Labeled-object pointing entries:
****
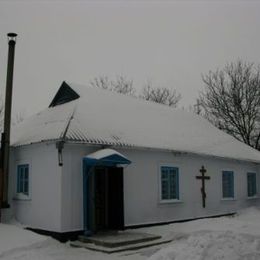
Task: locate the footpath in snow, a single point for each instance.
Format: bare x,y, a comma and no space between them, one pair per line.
228,238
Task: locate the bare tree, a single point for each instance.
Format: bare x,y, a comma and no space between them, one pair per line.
231,101
120,85
161,95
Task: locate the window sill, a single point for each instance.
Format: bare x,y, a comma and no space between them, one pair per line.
170,201
228,199
21,197
252,198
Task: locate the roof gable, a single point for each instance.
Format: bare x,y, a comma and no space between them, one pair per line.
97,116
65,94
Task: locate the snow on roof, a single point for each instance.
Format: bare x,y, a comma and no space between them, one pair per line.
107,118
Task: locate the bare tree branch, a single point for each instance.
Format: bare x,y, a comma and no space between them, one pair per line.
161,95
231,101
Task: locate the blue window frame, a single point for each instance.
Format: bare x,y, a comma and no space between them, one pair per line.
169,183
23,179
228,184
251,184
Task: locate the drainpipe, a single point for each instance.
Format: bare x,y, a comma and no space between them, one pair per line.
5,141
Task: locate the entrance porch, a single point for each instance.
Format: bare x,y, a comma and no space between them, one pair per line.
103,192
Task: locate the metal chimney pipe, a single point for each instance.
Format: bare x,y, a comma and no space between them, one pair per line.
5,141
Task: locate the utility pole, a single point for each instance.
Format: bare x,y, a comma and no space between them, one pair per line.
5,138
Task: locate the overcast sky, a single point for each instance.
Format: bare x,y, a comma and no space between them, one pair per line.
170,43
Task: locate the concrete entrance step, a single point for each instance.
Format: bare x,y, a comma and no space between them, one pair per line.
118,238
110,250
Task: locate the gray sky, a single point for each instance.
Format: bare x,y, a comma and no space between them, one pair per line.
168,42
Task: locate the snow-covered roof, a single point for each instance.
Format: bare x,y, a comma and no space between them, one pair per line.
103,117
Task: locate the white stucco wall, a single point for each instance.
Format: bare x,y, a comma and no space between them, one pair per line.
57,192
43,208
142,197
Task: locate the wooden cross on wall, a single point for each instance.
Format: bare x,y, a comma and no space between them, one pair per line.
203,178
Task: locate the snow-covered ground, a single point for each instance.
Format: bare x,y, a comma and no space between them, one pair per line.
226,238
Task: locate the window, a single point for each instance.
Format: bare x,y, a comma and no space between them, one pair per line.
23,179
228,184
251,184
169,183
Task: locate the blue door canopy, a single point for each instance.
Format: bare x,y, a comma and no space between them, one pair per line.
106,157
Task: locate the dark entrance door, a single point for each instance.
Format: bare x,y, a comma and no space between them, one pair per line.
108,202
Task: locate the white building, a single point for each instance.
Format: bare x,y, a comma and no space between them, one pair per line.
149,177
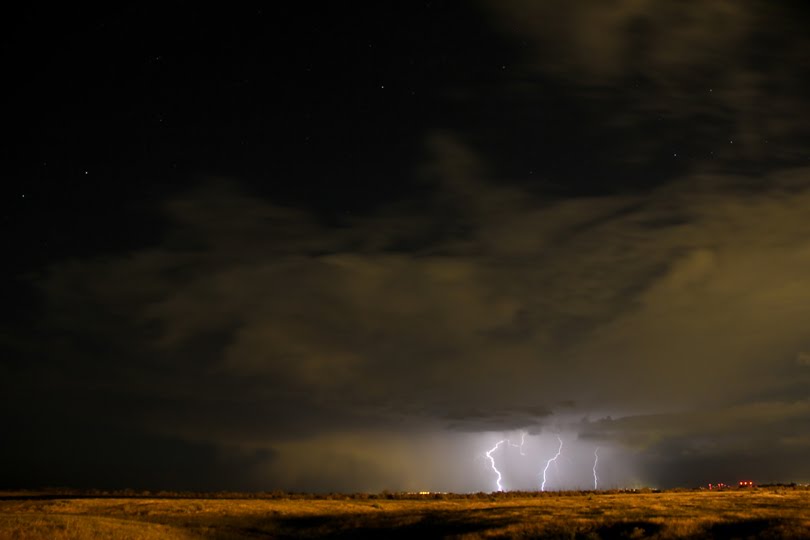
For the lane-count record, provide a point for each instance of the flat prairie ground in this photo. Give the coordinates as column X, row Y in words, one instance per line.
column 757, row 513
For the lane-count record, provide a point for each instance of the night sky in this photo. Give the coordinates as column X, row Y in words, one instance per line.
column 337, row 247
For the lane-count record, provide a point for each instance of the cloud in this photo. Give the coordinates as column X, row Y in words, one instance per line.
column 485, row 308
column 723, row 73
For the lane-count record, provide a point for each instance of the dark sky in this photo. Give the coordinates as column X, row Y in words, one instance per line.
column 334, row 247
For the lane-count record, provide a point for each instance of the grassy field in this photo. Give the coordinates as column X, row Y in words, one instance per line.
column 757, row 513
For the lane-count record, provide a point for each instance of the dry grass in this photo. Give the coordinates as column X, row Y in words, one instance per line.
column 760, row 513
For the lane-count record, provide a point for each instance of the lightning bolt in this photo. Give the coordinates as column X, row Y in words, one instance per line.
column 522, row 442
column 492, row 462
column 559, row 451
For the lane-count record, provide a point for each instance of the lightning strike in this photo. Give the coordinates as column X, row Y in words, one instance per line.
column 548, row 463
column 492, row 463
column 522, row 442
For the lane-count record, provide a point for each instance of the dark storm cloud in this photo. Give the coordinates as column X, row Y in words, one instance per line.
column 725, row 77
column 339, row 353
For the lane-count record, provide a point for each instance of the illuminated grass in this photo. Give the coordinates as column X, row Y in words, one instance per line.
column 760, row 513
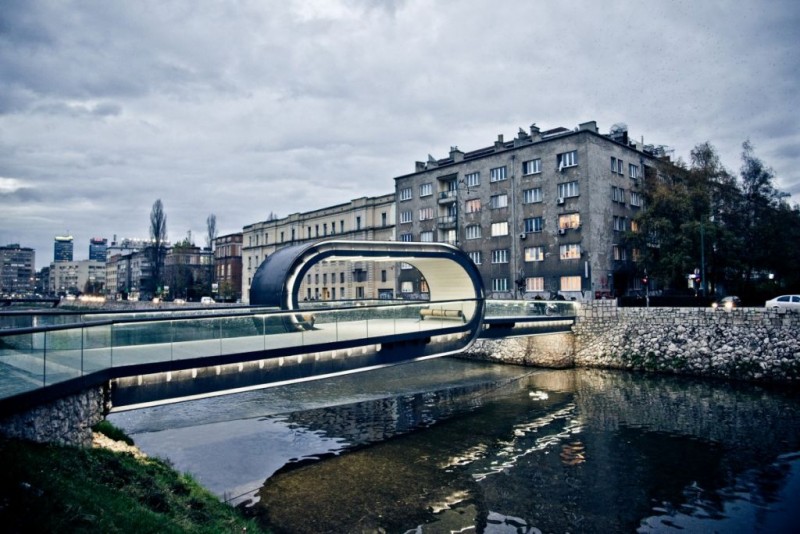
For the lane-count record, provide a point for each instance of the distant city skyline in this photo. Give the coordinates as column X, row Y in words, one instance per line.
column 254, row 109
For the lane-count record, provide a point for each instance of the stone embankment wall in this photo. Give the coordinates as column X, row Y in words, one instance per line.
column 66, row 421
column 743, row 344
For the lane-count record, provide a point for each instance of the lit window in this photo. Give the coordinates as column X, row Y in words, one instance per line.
column 499, row 284
column 567, row 159
column 568, row 189
column 530, row 196
column 534, row 254
column 500, row 228
column 500, row 256
column 532, row 225
column 570, row 251
column 472, row 206
column 569, row 220
column 473, row 231
column 498, row 201
column 497, row 174
column 570, row 283
column 534, row 283
column 533, row 166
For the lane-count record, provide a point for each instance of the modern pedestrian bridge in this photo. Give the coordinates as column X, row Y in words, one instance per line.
column 156, row 356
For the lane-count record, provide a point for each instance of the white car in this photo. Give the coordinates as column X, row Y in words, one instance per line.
column 787, row 302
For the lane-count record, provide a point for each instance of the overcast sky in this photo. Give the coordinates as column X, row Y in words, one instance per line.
column 245, row 108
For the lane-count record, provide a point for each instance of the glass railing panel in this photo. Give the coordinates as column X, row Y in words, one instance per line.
column 63, row 357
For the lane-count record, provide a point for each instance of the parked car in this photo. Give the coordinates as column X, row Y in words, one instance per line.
column 728, row 302
column 787, row 302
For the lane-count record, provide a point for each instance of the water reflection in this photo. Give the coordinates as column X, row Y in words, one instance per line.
column 579, row 451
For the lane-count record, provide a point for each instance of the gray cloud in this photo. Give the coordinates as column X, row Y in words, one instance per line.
column 242, row 108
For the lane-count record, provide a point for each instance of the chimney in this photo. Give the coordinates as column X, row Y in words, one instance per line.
column 456, row 155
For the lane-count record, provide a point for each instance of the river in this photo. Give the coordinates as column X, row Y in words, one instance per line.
column 447, row 445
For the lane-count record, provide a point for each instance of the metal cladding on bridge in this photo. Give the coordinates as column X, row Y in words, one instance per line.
column 449, row 272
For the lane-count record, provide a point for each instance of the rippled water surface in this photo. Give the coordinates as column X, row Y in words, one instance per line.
column 453, row 446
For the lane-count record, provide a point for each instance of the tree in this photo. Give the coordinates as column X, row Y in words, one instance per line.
column 158, row 238
column 211, row 227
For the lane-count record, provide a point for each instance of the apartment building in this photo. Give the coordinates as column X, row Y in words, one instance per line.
column 365, row 218
column 541, row 215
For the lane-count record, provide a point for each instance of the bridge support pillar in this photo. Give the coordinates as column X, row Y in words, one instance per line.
column 555, row 351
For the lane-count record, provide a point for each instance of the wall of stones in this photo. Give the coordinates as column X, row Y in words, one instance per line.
column 66, row 421
column 743, row 344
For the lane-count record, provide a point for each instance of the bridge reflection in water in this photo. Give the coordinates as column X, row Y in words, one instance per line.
column 187, row 354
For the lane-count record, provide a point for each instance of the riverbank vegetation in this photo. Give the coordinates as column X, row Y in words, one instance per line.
column 53, row 488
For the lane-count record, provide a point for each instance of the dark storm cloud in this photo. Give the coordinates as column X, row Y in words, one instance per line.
column 243, row 108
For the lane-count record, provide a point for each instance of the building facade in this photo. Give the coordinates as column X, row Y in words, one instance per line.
column 97, row 248
column 542, row 215
column 17, row 270
column 77, row 277
column 228, row 267
column 62, row 248
column 366, row 218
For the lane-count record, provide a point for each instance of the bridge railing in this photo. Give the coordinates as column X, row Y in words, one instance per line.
column 38, row 357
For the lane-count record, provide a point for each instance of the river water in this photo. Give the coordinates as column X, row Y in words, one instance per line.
column 448, row 445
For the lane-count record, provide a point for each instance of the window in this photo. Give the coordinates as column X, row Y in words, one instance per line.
column 570, row 251
column 616, row 165
column 473, row 231
column 534, row 254
column 499, row 284
column 472, row 206
column 499, row 229
column 569, row 220
column 498, row 201
column 534, row 283
column 498, row 174
column 532, row 224
column 568, row 189
column 500, row 256
column 567, row 159
column 570, row 283
column 530, row 196
column 533, row 166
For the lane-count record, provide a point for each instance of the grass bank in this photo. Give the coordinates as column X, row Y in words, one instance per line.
column 53, row 488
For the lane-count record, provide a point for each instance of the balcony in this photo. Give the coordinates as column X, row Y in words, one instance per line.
column 446, row 222
column 447, row 197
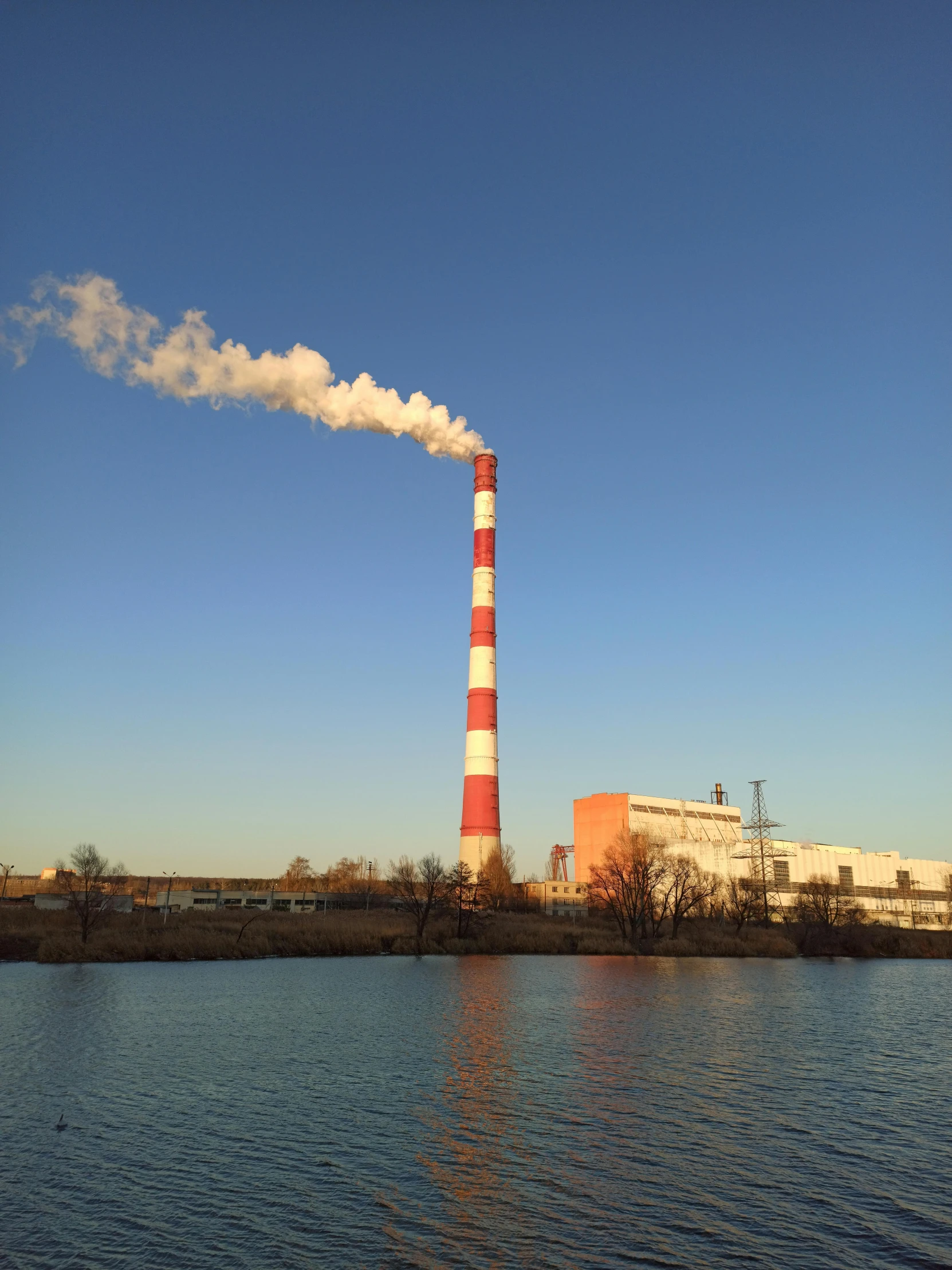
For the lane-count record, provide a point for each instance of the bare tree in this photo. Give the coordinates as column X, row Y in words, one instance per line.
column 741, row 902
column 497, row 877
column 626, row 880
column 821, row 902
column 298, row 875
column 462, row 893
column 687, row 889
column 91, row 887
column 353, row 877
column 419, row 887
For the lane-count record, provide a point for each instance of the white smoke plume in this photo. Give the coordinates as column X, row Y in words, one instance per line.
column 116, row 339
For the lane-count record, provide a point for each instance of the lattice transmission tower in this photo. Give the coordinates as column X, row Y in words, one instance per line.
column 762, row 851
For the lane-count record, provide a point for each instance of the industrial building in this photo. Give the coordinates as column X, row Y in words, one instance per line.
column 209, row 900
column 559, row 898
column 891, row 888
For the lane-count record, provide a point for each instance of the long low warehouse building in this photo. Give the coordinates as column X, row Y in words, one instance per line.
column 209, row 900
column 891, row 888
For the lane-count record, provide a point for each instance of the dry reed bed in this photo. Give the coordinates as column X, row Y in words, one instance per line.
column 27, row 934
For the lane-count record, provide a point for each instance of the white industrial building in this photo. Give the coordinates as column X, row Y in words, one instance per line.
column 891, row 888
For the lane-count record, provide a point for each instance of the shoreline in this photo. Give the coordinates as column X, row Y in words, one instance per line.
column 52, row 939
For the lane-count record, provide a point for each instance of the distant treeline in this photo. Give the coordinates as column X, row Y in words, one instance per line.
column 27, row 934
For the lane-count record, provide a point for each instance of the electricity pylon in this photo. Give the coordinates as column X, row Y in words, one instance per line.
column 761, row 850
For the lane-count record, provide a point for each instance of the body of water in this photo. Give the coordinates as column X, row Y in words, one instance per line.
column 477, row 1112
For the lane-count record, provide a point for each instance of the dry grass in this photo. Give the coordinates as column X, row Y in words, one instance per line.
column 30, row 935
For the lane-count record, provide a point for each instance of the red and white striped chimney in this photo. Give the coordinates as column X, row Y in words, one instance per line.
column 479, row 832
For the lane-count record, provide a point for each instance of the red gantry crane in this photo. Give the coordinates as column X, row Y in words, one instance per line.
column 559, row 860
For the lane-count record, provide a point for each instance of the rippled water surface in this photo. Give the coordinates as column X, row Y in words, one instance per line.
column 499, row 1112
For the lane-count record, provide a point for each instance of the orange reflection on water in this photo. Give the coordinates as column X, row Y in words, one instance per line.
column 477, row 1127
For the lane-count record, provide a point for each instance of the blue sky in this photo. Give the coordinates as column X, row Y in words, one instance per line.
column 686, row 267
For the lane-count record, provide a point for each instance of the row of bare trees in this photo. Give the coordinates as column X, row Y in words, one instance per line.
column 643, row 885
column 424, row 885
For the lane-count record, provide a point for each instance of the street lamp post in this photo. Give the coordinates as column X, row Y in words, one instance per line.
column 168, row 895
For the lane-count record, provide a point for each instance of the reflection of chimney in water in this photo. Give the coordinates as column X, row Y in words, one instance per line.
column 479, row 832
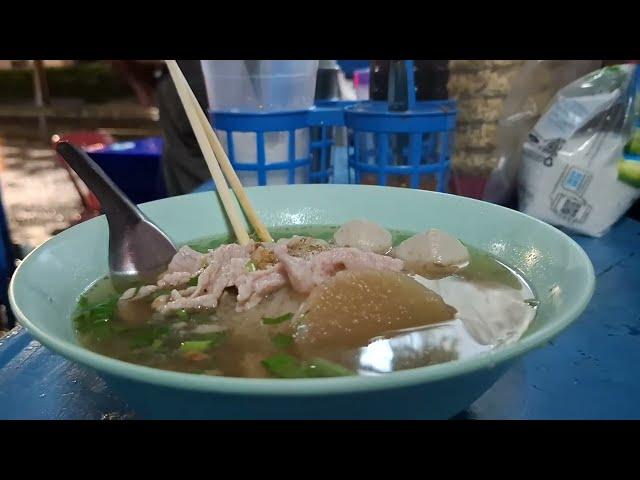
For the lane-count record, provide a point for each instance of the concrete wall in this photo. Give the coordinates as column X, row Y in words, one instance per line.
column 480, row 87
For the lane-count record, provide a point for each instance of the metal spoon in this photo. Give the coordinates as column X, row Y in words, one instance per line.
column 138, row 250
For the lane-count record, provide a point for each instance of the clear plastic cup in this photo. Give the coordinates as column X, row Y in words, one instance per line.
column 252, row 86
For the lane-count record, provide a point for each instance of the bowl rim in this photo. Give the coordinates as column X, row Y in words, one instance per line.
column 309, row 387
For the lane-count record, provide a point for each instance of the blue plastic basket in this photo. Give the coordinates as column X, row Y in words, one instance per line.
column 324, row 119
column 410, row 148
column 262, row 170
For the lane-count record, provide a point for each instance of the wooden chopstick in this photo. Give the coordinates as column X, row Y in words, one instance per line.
column 231, row 175
column 201, row 136
column 228, row 170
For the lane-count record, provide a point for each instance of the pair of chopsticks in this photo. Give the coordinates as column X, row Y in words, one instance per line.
column 217, row 161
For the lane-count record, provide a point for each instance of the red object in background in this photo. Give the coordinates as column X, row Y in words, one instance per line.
column 88, row 140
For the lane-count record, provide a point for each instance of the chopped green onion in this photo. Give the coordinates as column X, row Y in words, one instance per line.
column 281, row 340
column 83, row 302
column 216, row 338
column 320, row 367
column 145, row 336
column 159, row 293
column 283, row 366
column 195, row 346
column 276, row 320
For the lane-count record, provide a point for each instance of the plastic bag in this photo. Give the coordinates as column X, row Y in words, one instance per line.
column 531, row 92
column 570, row 159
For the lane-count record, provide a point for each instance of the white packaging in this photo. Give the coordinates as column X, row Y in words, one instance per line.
column 569, row 172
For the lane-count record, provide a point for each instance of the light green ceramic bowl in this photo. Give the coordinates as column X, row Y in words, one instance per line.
column 45, row 287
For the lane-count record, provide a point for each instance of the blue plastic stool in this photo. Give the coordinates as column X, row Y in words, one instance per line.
column 7, row 263
column 409, row 148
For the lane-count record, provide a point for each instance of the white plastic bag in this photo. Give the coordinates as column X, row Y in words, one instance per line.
column 531, row 92
column 569, row 172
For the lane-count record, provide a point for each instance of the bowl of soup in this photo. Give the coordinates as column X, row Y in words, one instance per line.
column 370, row 303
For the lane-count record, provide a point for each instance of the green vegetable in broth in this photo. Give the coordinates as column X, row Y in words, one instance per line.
column 283, row 365
column 281, row 340
column 146, row 335
column 196, row 345
column 276, row 320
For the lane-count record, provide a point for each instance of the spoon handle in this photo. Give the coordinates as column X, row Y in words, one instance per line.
column 113, row 200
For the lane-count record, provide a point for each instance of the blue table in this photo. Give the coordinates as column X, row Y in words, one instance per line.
column 588, row 372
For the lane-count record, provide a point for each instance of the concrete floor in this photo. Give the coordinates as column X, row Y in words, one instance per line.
column 38, row 197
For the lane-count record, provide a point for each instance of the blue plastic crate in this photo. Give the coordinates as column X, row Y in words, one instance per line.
column 135, row 166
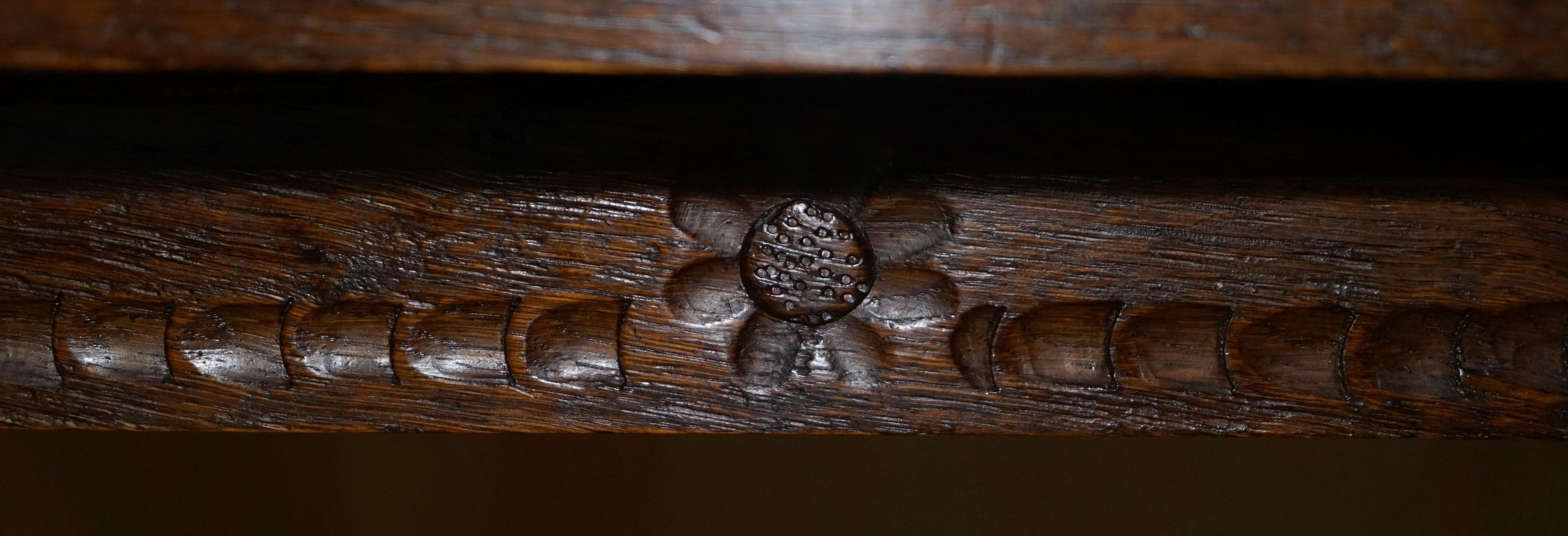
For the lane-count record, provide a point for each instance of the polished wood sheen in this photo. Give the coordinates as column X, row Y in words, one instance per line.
column 1274, row 38
column 609, row 302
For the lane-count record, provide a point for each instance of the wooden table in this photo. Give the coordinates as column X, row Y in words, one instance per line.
column 526, row 250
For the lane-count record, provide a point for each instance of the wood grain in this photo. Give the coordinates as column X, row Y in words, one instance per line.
column 532, row 302
column 1291, row 38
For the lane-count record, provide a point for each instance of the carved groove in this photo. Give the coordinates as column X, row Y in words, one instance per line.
column 578, row 344
column 1299, row 350
column 975, row 342
column 1061, row 344
column 1412, row 352
column 238, row 344
column 27, row 355
column 349, row 341
column 1178, row 347
column 462, row 342
column 1520, row 349
column 115, row 341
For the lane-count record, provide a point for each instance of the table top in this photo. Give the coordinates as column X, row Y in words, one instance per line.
column 1185, row 38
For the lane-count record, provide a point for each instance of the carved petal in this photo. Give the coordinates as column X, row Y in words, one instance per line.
column 910, row 298
column 854, row 350
column 713, row 218
column 904, row 225
column 768, row 350
column 708, row 294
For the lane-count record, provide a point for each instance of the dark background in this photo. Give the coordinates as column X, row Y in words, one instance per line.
column 187, row 483
column 744, row 129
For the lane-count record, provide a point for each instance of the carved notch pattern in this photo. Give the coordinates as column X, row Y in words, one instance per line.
column 811, row 276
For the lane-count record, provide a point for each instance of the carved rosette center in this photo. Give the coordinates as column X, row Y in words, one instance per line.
column 807, row 264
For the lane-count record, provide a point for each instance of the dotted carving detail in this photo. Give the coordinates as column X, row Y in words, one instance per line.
column 807, row 264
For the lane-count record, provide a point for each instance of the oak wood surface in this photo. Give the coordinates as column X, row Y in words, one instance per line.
column 1291, row 38
column 234, row 253
column 593, row 342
****
Work to do
Reproduce the items between the line holding "of the street" and the line holding "column 480, row 87", inclusive, swapping each "in this photo" for "in this image" and keeping everything else the same. Omit the pictures from your answer.

Reply to the exercise
For the lane-count record, provide a point for each instance of the street lamp post in this image. Give the coordinates as column X, row Y in words, one instance per line.
column 168, row 895
For the lane-count record, provide a point for each instance of the reflection of chimney in water in this image. Give the coordinates as column X, row Y in words, one instance per line.
column 479, row 832
For the lane-count record, provide a point for each instance of the concrete wall in this image. Give the coordinates as column X, row Y in words, one instance per line.
column 480, row 87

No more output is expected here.